**Aim of the exercise:** Reproduce, without any alteration, the lines of the entries below from the line containing "Place a point on each instance of the red" through the line containing "x=182, y=248", both of these lines included.

**Supplied material:**
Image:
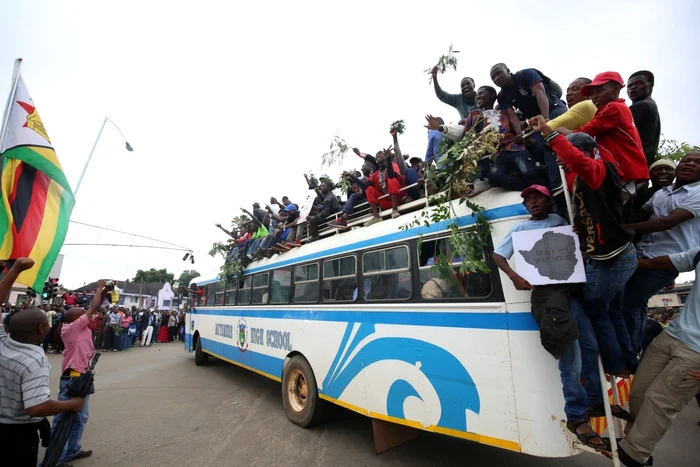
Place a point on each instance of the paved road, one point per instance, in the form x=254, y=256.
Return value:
x=154, y=407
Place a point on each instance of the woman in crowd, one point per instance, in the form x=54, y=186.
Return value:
x=124, y=338
x=163, y=333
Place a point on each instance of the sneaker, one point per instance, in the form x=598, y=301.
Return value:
x=339, y=222
x=479, y=186
x=373, y=220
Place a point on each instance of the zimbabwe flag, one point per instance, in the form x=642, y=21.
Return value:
x=36, y=198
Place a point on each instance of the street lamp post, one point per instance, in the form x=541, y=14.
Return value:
x=128, y=148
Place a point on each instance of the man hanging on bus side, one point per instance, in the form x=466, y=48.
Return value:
x=572, y=341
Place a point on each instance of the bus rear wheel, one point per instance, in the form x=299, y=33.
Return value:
x=300, y=393
x=200, y=358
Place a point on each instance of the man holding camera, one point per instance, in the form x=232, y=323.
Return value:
x=78, y=353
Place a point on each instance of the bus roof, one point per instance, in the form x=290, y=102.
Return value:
x=499, y=204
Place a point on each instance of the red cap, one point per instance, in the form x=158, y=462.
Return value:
x=538, y=188
x=601, y=79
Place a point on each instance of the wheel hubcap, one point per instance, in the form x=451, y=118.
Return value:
x=297, y=392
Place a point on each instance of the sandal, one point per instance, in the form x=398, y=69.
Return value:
x=616, y=410
x=586, y=438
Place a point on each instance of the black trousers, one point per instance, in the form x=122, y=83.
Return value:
x=19, y=445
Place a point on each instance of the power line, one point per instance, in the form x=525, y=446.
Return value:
x=125, y=245
x=182, y=248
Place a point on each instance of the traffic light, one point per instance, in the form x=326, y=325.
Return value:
x=53, y=288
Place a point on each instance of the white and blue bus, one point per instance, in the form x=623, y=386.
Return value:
x=360, y=319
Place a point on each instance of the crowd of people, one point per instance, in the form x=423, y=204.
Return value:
x=627, y=137
x=630, y=255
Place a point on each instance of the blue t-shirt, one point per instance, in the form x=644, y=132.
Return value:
x=505, y=249
x=520, y=96
x=686, y=326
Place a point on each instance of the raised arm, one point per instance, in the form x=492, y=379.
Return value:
x=21, y=264
x=542, y=100
x=449, y=99
x=100, y=294
x=397, y=150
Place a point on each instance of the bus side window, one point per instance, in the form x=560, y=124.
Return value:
x=211, y=293
x=220, y=290
x=439, y=283
x=306, y=283
x=260, y=289
x=243, y=294
x=340, y=279
x=231, y=291
x=387, y=274
x=281, y=286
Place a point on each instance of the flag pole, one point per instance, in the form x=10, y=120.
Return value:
x=10, y=98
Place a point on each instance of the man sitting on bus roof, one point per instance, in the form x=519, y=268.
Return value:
x=386, y=180
x=511, y=157
x=357, y=196
x=613, y=128
x=572, y=341
x=605, y=241
x=330, y=206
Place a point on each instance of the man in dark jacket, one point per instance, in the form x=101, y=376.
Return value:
x=571, y=341
x=330, y=206
x=605, y=241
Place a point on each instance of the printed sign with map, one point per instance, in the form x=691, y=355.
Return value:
x=549, y=256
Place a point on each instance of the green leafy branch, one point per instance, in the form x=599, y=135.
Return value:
x=337, y=151
x=398, y=126
x=446, y=61
x=452, y=173
x=674, y=150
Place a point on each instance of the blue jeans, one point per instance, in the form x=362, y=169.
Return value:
x=640, y=288
x=353, y=200
x=543, y=153
x=602, y=302
x=522, y=163
x=72, y=447
x=581, y=359
x=411, y=178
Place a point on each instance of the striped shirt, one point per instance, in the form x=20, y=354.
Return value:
x=24, y=379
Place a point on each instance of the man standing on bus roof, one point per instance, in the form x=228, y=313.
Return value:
x=533, y=94
x=576, y=349
x=669, y=374
x=464, y=102
x=645, y=112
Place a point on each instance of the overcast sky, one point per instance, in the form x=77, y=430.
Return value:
x=227, y=103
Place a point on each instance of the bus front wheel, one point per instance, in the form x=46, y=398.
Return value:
x=200, y=358
x=300, y=394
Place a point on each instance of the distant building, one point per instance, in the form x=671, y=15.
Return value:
x=674, y=298
x=150, y=295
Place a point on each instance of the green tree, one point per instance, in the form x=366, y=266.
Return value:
x=184, y=280
x=153, y=275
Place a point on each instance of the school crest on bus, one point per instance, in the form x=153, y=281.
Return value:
x=242, y=340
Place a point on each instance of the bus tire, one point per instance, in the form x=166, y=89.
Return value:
x=300, y=393
x=200, y=358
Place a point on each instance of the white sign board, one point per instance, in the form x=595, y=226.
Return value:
x=549, y=256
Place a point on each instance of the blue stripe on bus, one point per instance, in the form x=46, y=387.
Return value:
x=463, y=221
x=498, y=321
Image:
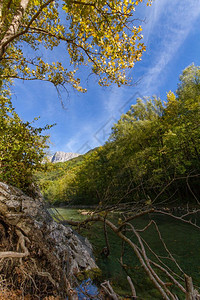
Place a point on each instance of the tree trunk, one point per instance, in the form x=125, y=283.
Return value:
x=38, y=256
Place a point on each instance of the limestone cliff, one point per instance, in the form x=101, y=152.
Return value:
x=37, y=254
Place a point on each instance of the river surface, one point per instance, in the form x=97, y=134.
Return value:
x=182, y=240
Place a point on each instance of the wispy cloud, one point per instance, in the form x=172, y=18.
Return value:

**Exercise solution:**
Place a point on each instance of the red cap, one point per instance, in the form x=158, y=462.
Return value:
x=538, y=188
x=601, y=79
Place a point on each instance of the wheel hubcap, one point per instance, in the form x=451, y=118.
Return value:
x=297, y=392
Place a point on each instance of the sandal, one point per instance, in the form x=398, y=69.
Return value:
x=616, y=410
x=586, y=438
Place a point on each instance of the black trousers, one point per instance, in the form x=122, y=83.
Return value:
x=19, y=445
Place a point on each instance of the power line, one point per instance, in the form x=525, y=446.
Return value:
x=125, y=245
x=182, y=248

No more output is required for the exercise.